▶ WHAT IS EXPECTED:
Write out exactly the lines from the one containing "man in this" through the last line of the records below, including both.

▶ DATA SUPPLIED:
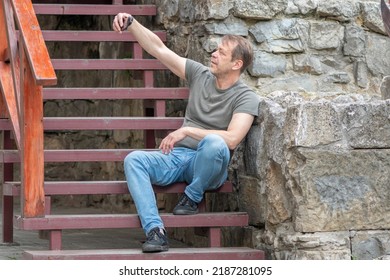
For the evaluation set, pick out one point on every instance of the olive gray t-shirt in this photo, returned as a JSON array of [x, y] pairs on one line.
[[211, 108]]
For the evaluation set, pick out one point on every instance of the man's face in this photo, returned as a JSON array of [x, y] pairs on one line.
[[221, 59]]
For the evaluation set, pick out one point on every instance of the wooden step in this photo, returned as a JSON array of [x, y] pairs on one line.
[[83, 9], [115, 93], [91, 155], [220, 253], [108, 64], [105, 123], [92, 36], [98, 221], [99, 187]]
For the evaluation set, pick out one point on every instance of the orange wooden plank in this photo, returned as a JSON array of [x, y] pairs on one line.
[[36, 51], [8, 96], [33, 196], [12, 53], [3, 55]]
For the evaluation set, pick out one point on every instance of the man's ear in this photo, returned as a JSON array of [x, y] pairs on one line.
[[237, 64]]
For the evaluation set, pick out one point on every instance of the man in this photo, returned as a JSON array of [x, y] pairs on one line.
[[219, 114]]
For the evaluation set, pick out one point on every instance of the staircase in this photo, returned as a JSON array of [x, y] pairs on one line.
[[35, 193]]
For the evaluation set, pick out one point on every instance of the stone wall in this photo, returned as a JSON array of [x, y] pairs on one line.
[[313, 173]]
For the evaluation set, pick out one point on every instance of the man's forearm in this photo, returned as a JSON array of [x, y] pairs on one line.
[[148, 40]]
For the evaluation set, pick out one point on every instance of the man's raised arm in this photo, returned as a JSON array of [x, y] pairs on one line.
[[151, 43]]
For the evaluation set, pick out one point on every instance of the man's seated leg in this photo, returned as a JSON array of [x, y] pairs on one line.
[[208, 170]]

▶ FULL OUTPUT:
For the evaluation set, pick out one point on every instance of the man in this photo, returned as a JSON array of [x, y] pairs on one line.
[[219, 114]]
For the evaluation set, pick out one point on every instance of the staircase in this photo, returned as a JSON array of [x, y] pairs on one line.
[[35, 193]]
For the evaluation set, pick out one point on every instance of the stone wall in this photo, returned as a JSON array of [x, y] pairs on one line.
[[313, 173]]
For the evaluation set, pick out one point on every instance of the man's forearm in this photo, returned as a JSON array of [x, y] pairs on one line.
[[148, 40]]
For the evaluation set, pick out one point on every instance of the man's raised arm in this photo, returned as a JSON array of [x, y] pairs on one line.
[[151, 43]]
For the evaluation set, pick out one point on every instance of the man's seated leg in this photo, returned as a JSON array of [x, y] pairs on one line.
[[208, 170]]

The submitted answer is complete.